Records from a data source
════════

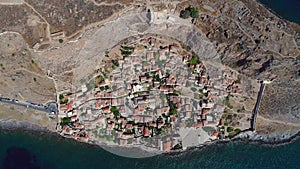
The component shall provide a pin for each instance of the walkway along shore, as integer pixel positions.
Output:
(256, 107)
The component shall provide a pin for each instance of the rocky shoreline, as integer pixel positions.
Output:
(246, 136)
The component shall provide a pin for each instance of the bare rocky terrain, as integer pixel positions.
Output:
(240, 34)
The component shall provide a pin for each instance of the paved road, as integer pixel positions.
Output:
(255, 110)
(48, 108)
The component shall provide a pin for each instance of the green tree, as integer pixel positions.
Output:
(185, 14)
(194, 13)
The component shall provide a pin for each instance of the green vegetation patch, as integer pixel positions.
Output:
(115, 111)
(126, 50)
(189, 12)
(63, 99)
(194, 60)
(65, 121)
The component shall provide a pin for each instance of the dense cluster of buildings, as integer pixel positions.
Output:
(147, 97)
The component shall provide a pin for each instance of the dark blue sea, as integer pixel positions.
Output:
(287, 9)
(20, 150)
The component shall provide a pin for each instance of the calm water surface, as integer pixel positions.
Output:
(49, 152)
(288, 9)
(31, 151)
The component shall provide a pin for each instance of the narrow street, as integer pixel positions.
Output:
(256, 108)
(48, 108)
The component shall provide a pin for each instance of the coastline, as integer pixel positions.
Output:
(275, 13)
(246, 136)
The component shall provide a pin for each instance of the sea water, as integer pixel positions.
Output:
(51, 152)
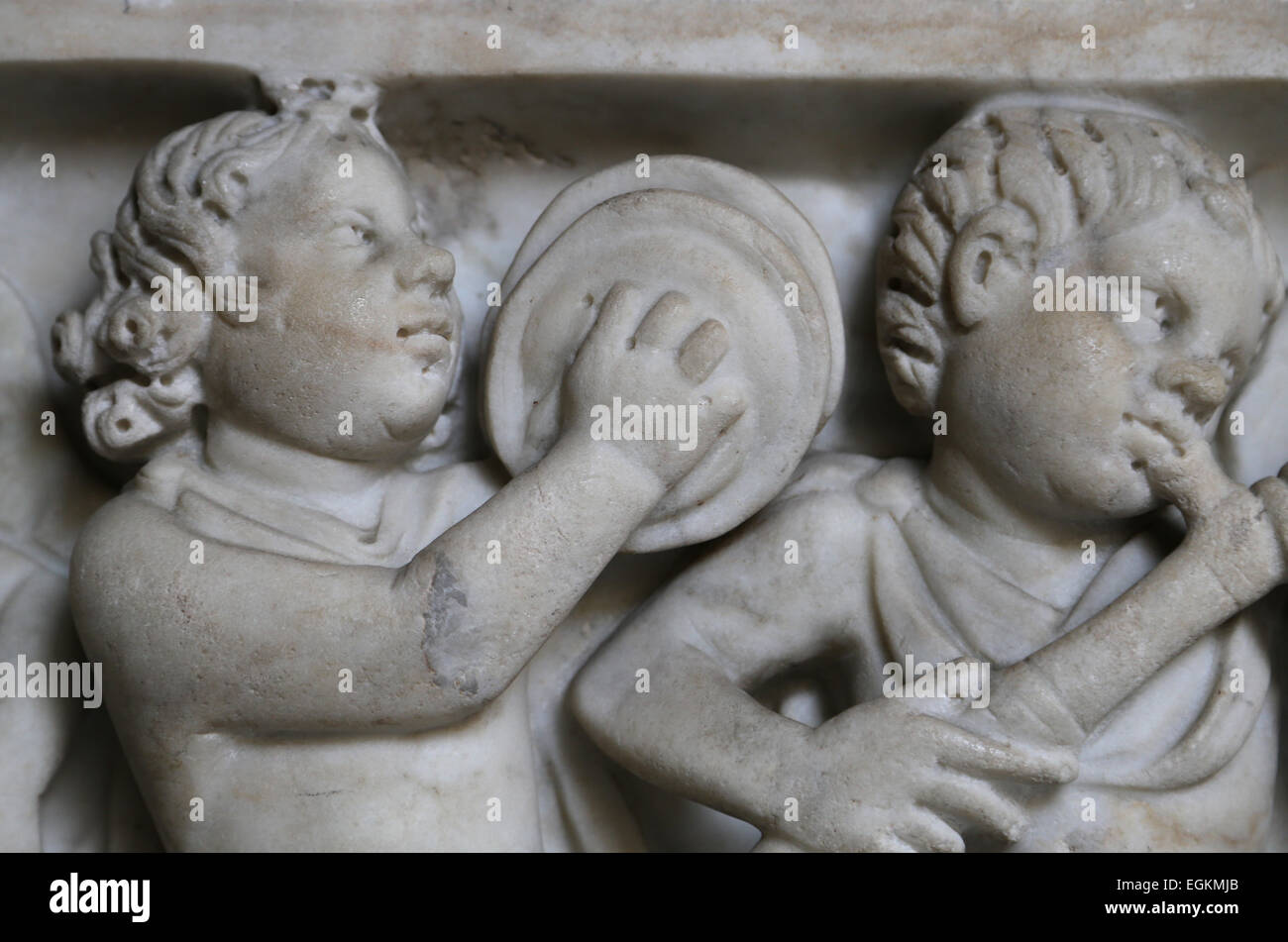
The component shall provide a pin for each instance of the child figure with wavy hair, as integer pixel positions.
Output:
(305, 644)
(1131, 703)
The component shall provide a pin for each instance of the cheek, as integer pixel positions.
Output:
(1061, 376)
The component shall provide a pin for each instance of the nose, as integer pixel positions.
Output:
(1201, 383)
(425, 263)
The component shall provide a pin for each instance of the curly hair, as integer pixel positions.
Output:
(142, 366)
(1057, 172)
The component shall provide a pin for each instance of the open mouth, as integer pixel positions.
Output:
(428, 340)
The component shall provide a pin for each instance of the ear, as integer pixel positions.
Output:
(991, 259)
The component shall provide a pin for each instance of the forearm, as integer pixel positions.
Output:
(493, 587)
(695, 732)
(1225, 564)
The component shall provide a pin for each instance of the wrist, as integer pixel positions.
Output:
(606, 466)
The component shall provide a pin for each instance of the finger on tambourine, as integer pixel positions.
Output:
(666, 322)
(703, 351)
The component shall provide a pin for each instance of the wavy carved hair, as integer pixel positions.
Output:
(142, 366)
(1063, 172)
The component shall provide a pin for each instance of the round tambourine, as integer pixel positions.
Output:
(733, 267)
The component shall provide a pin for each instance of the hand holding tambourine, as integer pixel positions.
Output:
(728, 278)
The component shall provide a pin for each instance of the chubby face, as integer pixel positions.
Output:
(359, 330)
(1052, 408)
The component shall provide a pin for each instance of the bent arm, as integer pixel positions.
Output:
(259, 641)
(1228, 562)
(734, 619)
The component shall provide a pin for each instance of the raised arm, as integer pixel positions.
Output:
(259, 639)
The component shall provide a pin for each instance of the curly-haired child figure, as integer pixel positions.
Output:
(1060, 429)
(305, 645)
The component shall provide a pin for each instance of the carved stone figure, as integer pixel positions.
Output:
(1131, 705)
(308, 645)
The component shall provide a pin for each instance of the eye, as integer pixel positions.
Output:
(1159, 315)
(356, 233)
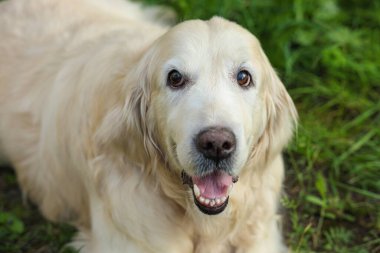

════════

» **TRY IT**: Restate each line above exactly, keeping pictures out.

» **TASK ANSWER**:
The component shall provide a pin for each instance of the walkway along shore, as integer pixel positions.
Output:
(256, 107)
The component shall provide a pin for each instance of the rocky shoreline, as integer pixel positions.
Output:
(246, 136)
The component shall provide a pin for each instance of the bare rocky terrain, as integer pixel positions.
Output:
(240, 34)
The component shall provide a pin for each instance of the paved road, as integer pixel positions.
Output:
(255, 110)
(48, 108)
The component shall provide a pin for each instance of the green tree, as integer pixel positions.
Output:
(185, 14)
(194, 13)
The component shall provide a pin for each instance of the green vegetation patch, as integer pixel positions.
Output:
(115, 111)
(126, 50)
(189, 12)
(63, 99)
(194, 60)
(65, 121)
The component shall provide a pin for each instance of the dense cluster of buildings, as integer pixel positions.
Output:
(147, 97)
The component shall provide a pin for each instance of the dark blue sea, as integer pixel positions.
Output:
(287, 9)
(20, 150)
The component shall provide a pin for each instance of the calm water surface, as integer pixel positions.
Output:
(49, 152)
(288, 9)
(31, 151)
The component shall provide a pin for each instance of the narrow street, as integer pixel positions.
Output:
(256, 108)
(48, 108)
The component shall provide a pin for each instance of the coastline, as integer pixel positions.
Output:
(275, 13)
(246, 136)
The component shall provide a pin for each instance of the sea water, as integer pixel positions.
Output:
(51, 152)
The component shall provide a pin for each instance of the child figure with wavy hair, as integer pixel positions.
Output:
(305, 644)
(1131, 703)
The component shall provide a pin for each instance of the cheek, as integer pixel positions.
Output:
(1061, 376)
The component shall provide a pin for each instance of the nose, as integer pixel positions.
Output:
(1201, 383)
(425, 263)
The component shall provide a pin for each instance of the curly hair, as integer pixel positions.
Output:
(142, 366)
(1057, 172)
The component shall provide a pin for each instance of the open mouth, as integer pixel positions.
Output:
(428, 340)
The component shall provide a pin for each instance of the ear, as integer pixel positions.
Output:
(991, 259)
The component shall provide a pin for each instance of the forearm, as integer pixel positions.
Output:
(493, 587)
(695, 732)
(1225, 564)
The component shall provide a pin for each instance of the wrist, as integer pixel positions.
Output:
(606, 466)
The component shall provide a pin for each instance of the finger on tambourine, as integer pixel positions.
Output:
(666, 322)
(703, 351)
The component shall provide a pin for each instance of the wavy carved hair, as integer pixel positions.
Output:
(142, 366)
(1063, 172)
The component shall provide a pin for each instance of the round tambourine, as integer pixel positions.
Output:
(733, 267)
The component shall provide a pin for each instance of the hand holding tambourine, as integer pixel positions.
Output:
(728, 278)
The component shall provide a pin for each instance of the chubby face, as integer pixel positions.
Output:
(359, 330)
(1052, 408)
The component shall provide a pin for each instance of the bent arm, as integer pixel positions.
Output:
(259, 641)
(1228, 562)
(734, 619)
The component shall provide a pin for each instance of the raised arm, as integer pixel positions.
Output:
(259, 639)
The component shall provide a pin for each instance of the curly-haired child figure, as integer pixel positions.
Output:
(1060, 429)
(305, 645)
The component shall provide a pin for each instance of the carved stone figure, as integer pixel positions.
Output:
(1131, 705)
(308, 645)
The component shall provide a pin for each instance of the eye, as integer pixel positions.
Output:
(1159, 315)
(356, 233)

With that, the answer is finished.